### EXERCISE TEXT

———

Workers at Parirenyatwa Group of Hospitals, which is the country's biggest referral center, marched to the offices of the Health Service Board within the hospital complex before gathering outside residential hostels for trainee nurses. They had resolved that the industrial action would continue until their demands for higher salaries were met.
"The lowest-paid employee has been earning 18,000 Zimbabwean dollars (ZWL). The government's award of 100 percent only takes that employee to 36,000 dollars plus the 175 U.S. dollars in allowances, which does not take that employee anywhere," said the source who declined to be named fearing victimization. As of Monday, the exchange rate was 1 U.S. dollar to 338.4921 ZWL.
Last week, the Zimbabwe Health Apex Council notified members of the public that its members would withdraw their services starting Monday, alleging that their employer -- the Health Service Board -- had also refused to meet them since April 2021.
Inflation had skyrocketed and is now greater than 130 percent, year on year, with the poverty datum line for a small family of six now standing at 133,000 ZWL which even the highest-earning healthcare worker could no longer meet.
Zimbabwe’s health workers have gone on a nationwide strike today demanding a living wage and better working conditions.
This film helps you to understand not only about today’s strike, but WHY doctors and nurses are not being paid decent salaries and where that money is going. pic.twitter.com/2Xl5abTJ35
"As the government health workers of Zimbabwe, it is with regret that we inform the general public that we have taken a decision to withdraw our labor effective Monday, June 20, 2022, " said the Council said in the notice.

———

### DATA
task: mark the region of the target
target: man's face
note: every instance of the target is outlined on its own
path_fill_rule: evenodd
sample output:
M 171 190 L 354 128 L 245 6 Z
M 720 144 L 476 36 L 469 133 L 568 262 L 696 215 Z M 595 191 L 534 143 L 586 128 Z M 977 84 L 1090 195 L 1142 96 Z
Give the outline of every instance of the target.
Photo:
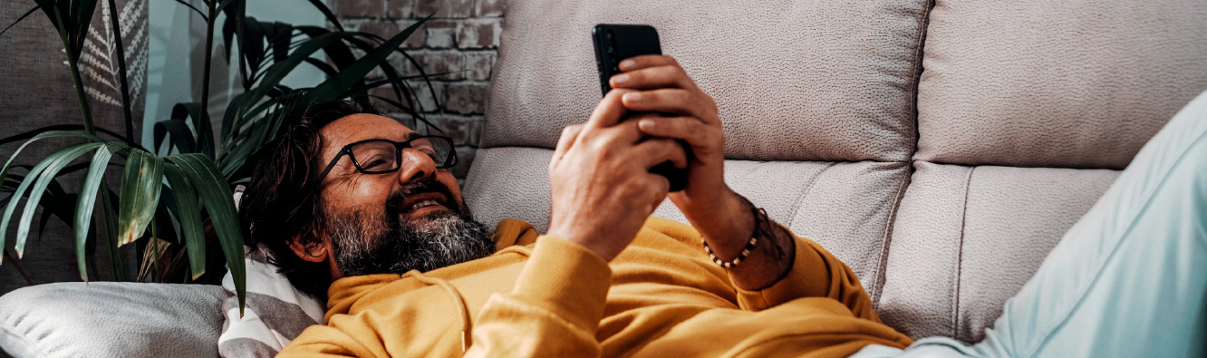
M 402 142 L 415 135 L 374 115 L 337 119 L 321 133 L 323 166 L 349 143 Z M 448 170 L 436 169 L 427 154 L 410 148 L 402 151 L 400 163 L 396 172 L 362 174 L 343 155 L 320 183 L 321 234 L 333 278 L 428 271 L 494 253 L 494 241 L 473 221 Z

———

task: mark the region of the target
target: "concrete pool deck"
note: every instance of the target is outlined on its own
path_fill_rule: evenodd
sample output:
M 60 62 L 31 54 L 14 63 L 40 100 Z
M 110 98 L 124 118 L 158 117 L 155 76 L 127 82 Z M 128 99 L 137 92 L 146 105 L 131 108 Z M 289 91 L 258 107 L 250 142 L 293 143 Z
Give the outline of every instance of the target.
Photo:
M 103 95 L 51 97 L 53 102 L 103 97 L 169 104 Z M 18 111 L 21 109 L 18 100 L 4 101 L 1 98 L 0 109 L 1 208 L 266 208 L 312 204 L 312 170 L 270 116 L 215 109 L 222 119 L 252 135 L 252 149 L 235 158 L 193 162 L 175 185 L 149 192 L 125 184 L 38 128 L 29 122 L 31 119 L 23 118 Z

———

### INSTRUCTIONS FOR THE TASK
Copy out the whole text about the Zimbabwe health workers' strike word for word, from start to finish.

### FINISHED EXERCISE
Workers at Parirenyatwa Group of Hospitals, which is the country's biggest referral center, marched to the offices of the Health Service Board within the hospital complex before gathering outside residential hostels for trainee nurses. They had resolved that the industrial action would continue until their demands for higher salaries were met.
"The lowest-paid employee has been earning 18,000 Zimbabwean dollars (ZWL). The government's award of 100 percent only takes that employee to 36,000 dollars plus the 175 U.S. dollars in allowances, which does not take that employee anywhere," said the source who declined to be named fearing victimization. As of Monday, the exchange rate was 1 U.S. dollar to 338.4921 ZWL.
Last week, the Zimbabwe Health Apex Council notified members of the public that its members would withdraw their services starting Monday, alleging that their employer -- the Health Service Board -- had also refused to meet them since April 2021.
Inflation had skyrocketed and is now greater than 130 percent, year on year, with the poverty datum line for a small family of six now standing at 133,000 ZWL which even the highest-earning healthcare worker could no longer meet.
Zimbabwe’s health workers have gone on a nationwide strike today demanding a living wage and better working conditions.
This film helps you to understand not only about today’s strike, but WHY doctors and nurses are not being paid decent salaries and where that money is going. pic.twitter.com/2Xl5abTJ35
"As the government health workers of Zimbabwe, it is with regret that we inform the general public that we have taken a decision to withdraw our labor effective Monday, June 20, 2022, " said the Council said in the notice.